(Referring expression data)
········
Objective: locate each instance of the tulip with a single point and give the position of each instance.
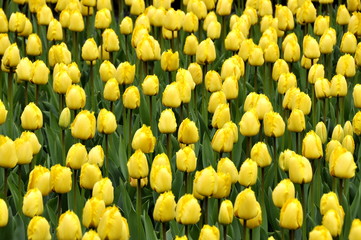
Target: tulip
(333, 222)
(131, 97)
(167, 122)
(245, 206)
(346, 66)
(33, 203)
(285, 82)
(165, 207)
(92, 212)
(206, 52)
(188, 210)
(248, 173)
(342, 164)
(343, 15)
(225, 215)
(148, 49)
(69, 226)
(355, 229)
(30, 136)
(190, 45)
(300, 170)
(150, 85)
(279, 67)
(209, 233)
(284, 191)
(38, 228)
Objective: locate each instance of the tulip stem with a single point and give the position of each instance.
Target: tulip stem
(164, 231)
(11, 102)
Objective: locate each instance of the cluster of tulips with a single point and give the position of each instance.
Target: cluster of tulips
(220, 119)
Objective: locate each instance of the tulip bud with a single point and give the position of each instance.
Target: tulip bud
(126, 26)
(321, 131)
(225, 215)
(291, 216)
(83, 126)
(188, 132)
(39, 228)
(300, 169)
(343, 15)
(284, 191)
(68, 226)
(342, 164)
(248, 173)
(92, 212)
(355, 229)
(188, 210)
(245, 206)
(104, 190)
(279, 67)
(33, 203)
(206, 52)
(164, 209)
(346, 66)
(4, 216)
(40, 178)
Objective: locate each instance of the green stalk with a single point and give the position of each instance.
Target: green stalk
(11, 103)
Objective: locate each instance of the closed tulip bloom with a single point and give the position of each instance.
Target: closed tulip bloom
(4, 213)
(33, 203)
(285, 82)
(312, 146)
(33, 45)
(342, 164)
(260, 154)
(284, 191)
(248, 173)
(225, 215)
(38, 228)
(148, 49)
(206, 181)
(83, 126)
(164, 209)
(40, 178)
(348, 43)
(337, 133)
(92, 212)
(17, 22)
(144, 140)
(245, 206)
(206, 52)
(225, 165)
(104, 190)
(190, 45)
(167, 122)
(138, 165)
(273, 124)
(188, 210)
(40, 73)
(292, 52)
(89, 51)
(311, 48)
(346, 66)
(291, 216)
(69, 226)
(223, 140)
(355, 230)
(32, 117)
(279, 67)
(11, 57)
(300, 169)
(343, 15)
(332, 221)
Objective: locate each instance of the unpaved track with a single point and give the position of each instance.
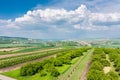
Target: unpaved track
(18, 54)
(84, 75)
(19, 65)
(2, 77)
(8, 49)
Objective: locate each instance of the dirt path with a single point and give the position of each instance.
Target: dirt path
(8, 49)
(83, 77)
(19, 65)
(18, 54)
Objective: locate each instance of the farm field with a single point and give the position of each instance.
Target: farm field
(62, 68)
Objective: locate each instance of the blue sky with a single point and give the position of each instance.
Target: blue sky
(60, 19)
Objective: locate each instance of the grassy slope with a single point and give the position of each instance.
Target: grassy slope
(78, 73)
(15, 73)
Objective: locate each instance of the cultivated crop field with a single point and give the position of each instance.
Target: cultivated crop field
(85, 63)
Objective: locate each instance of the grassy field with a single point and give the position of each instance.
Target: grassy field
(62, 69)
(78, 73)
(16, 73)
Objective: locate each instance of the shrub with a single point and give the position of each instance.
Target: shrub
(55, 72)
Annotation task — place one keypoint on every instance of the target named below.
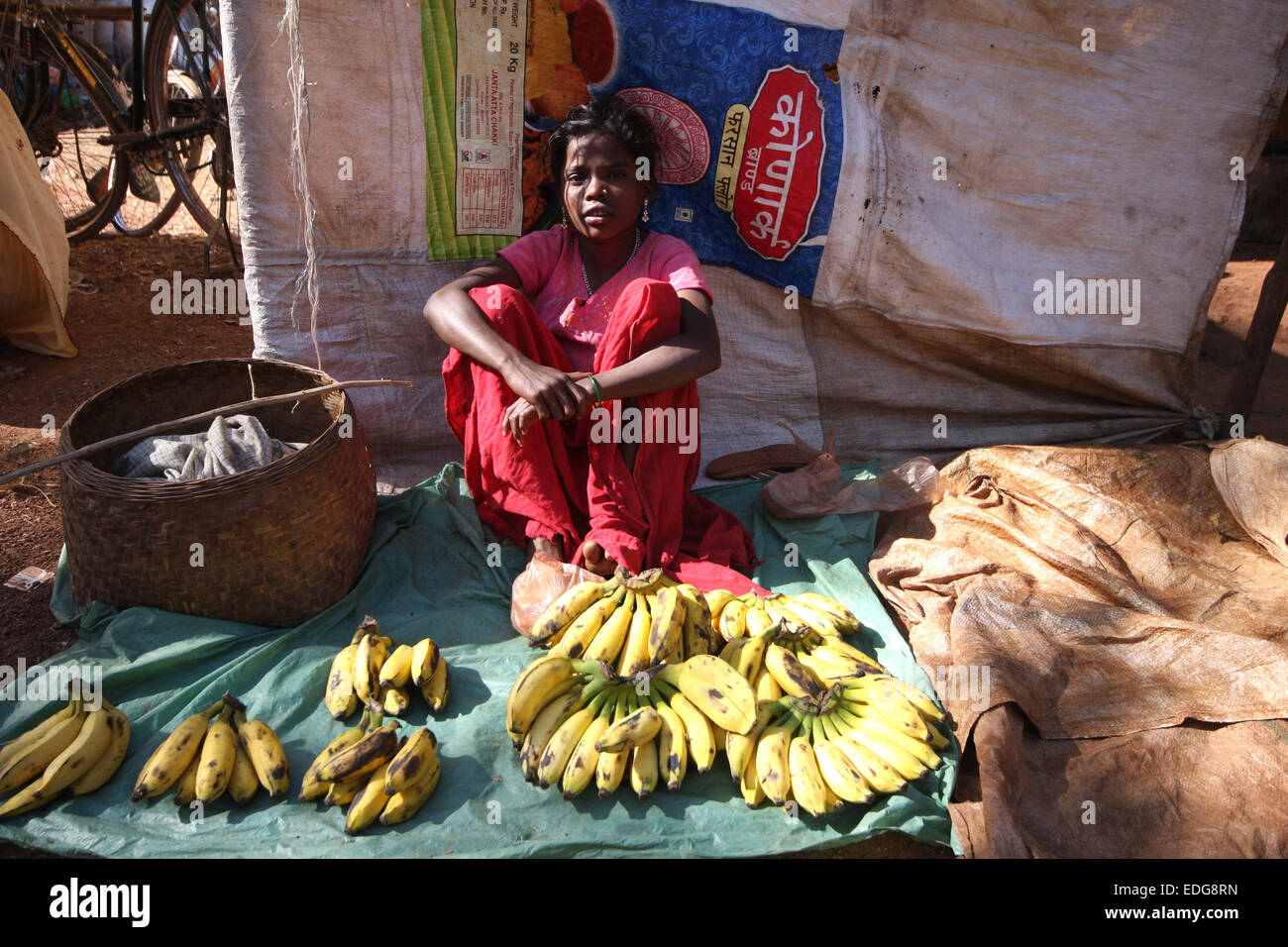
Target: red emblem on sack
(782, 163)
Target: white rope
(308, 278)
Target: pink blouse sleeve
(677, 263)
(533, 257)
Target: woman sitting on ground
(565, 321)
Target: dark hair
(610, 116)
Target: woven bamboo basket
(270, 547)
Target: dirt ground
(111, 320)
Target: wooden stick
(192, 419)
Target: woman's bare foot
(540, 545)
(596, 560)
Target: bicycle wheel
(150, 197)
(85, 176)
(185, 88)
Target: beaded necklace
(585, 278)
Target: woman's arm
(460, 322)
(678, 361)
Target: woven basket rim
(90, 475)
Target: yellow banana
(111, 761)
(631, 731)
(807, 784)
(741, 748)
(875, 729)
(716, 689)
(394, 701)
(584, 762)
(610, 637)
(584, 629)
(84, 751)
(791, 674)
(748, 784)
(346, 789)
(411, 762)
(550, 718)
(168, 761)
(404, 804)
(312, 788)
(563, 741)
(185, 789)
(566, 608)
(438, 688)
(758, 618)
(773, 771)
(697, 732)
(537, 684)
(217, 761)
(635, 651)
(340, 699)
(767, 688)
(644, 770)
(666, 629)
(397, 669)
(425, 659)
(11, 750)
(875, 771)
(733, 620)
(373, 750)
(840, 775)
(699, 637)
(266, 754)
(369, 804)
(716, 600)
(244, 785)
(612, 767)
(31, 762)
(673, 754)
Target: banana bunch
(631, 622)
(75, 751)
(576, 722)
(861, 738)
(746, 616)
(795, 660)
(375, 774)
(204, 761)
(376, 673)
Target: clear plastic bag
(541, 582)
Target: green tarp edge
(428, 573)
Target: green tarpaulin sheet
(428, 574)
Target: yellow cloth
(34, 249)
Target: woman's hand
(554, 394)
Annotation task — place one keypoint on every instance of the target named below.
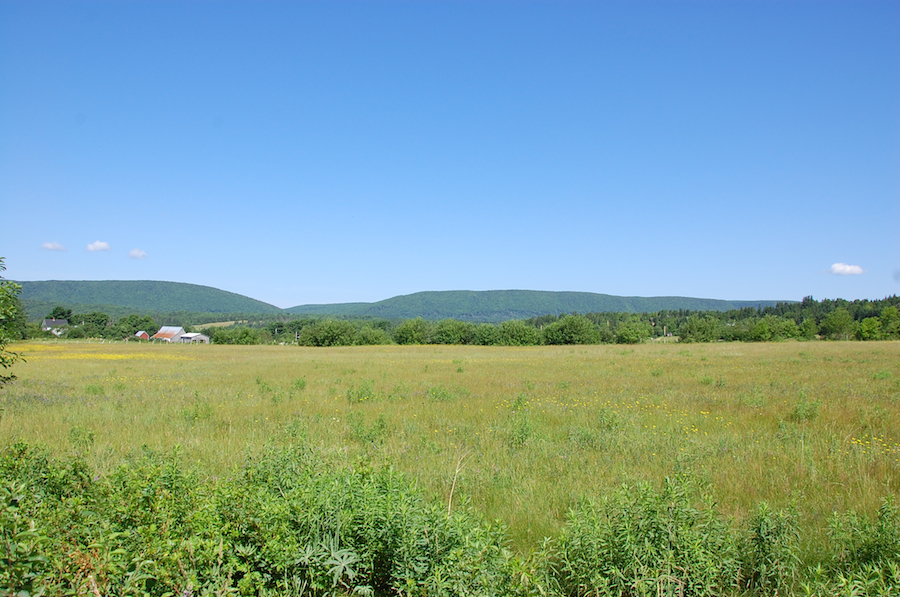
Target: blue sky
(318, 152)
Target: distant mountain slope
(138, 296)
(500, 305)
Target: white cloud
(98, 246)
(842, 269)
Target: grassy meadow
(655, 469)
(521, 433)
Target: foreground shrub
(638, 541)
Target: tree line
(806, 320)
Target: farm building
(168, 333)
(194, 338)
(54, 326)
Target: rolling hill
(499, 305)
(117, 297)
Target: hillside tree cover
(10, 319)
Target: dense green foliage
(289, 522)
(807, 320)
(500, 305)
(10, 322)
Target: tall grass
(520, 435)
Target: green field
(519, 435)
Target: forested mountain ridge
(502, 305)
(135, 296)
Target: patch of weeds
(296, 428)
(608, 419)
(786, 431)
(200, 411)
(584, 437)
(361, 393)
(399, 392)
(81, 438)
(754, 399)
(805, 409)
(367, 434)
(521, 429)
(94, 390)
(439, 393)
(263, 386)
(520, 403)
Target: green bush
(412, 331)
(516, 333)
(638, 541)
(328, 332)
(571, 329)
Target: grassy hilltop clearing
········
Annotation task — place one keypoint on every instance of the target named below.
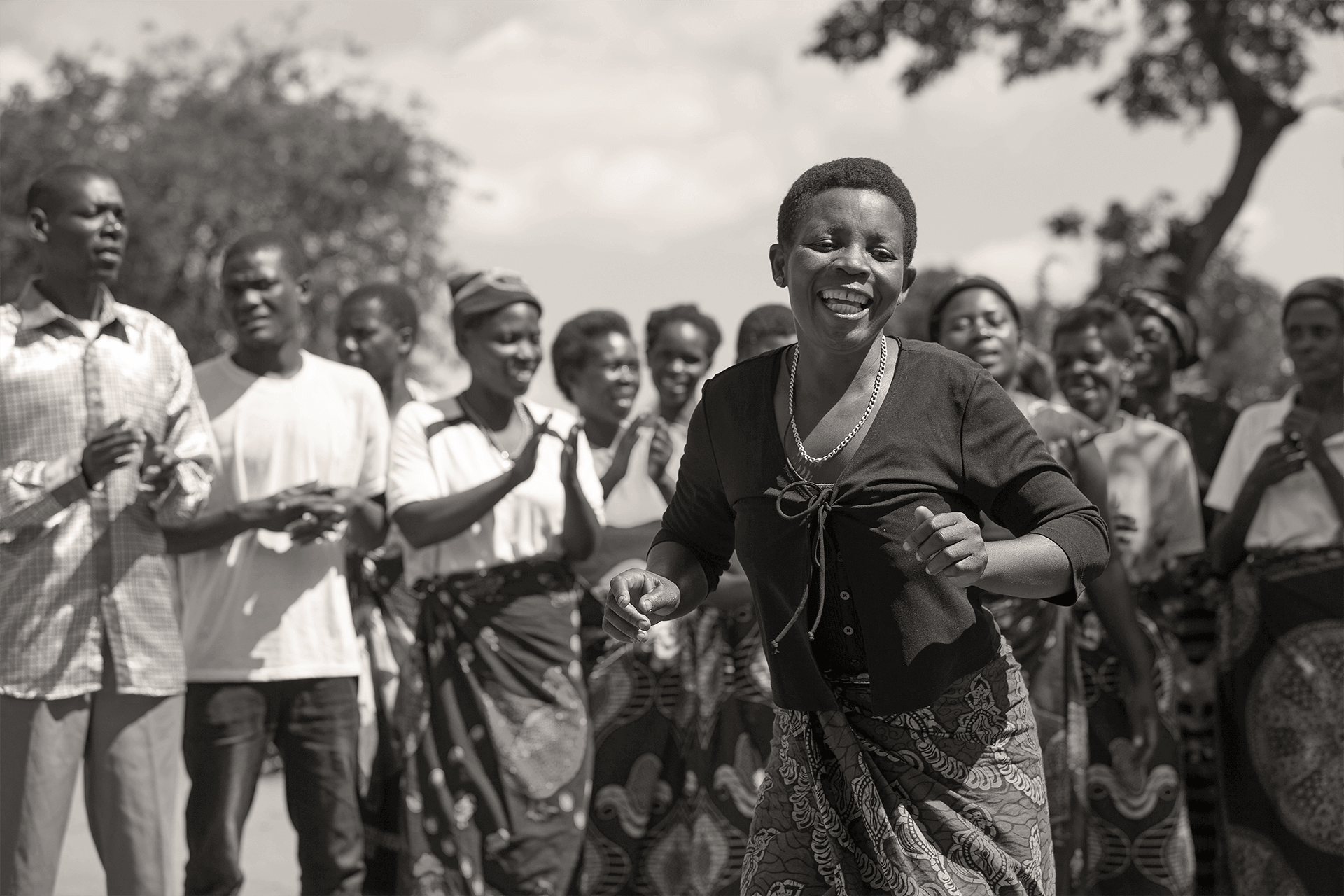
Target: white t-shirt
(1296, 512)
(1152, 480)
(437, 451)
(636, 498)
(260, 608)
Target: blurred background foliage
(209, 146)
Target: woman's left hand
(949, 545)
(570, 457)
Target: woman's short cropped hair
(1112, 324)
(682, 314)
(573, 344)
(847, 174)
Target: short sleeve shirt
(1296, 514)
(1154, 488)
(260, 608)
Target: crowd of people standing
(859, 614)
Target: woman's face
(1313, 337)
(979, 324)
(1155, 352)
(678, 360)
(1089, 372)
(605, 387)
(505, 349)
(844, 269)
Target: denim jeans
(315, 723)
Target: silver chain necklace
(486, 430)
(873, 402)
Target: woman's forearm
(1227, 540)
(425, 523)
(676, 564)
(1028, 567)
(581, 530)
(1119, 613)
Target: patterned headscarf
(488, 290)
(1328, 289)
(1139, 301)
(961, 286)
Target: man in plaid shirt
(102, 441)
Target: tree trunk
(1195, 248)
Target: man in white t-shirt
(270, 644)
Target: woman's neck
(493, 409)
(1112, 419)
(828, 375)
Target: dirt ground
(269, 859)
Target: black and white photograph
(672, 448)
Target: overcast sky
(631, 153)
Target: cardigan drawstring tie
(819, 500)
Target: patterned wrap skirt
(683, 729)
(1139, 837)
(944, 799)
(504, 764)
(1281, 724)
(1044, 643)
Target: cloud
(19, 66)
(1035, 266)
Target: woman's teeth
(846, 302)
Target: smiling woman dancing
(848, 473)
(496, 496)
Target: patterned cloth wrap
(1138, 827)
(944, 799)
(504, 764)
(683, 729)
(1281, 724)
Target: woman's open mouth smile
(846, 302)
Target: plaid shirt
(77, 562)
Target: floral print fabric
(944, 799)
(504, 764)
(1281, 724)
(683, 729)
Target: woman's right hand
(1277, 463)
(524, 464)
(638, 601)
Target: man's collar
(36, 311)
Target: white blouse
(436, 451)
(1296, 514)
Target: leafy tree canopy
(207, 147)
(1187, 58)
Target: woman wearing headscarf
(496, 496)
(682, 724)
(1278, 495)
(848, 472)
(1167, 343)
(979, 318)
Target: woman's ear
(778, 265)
········
All that belongs in your answer is the stretch of entries above from the line with "Target: tulip bud" through the line with "Objective: locate each instance of the closed", printed exactly.

* Response:
Target: tulip bud
(126, 26)
(321, 131)
(225, 215)
(291, 216)
(83, 126)
(188, 132)
(39, 228)
(300, 169)
(343, 15)
(284, 191)
(68, 226)
(342, 164)
(248, 173)
(92, 212)
(355, 229)
(188, 210)
(245, 206)
(104, 190)
(279, 67)
(33, 203)
(206, 52)
(164, 209)
(346, 66)
(4, 216)
(40, 178)
Objective: locate each instance of the green stalk with a single point and give the position of each instance.
Target: green stalk
(11, 103)
Objective: locate each instance of the closed tulip bloom with a single point and give the position of each instance.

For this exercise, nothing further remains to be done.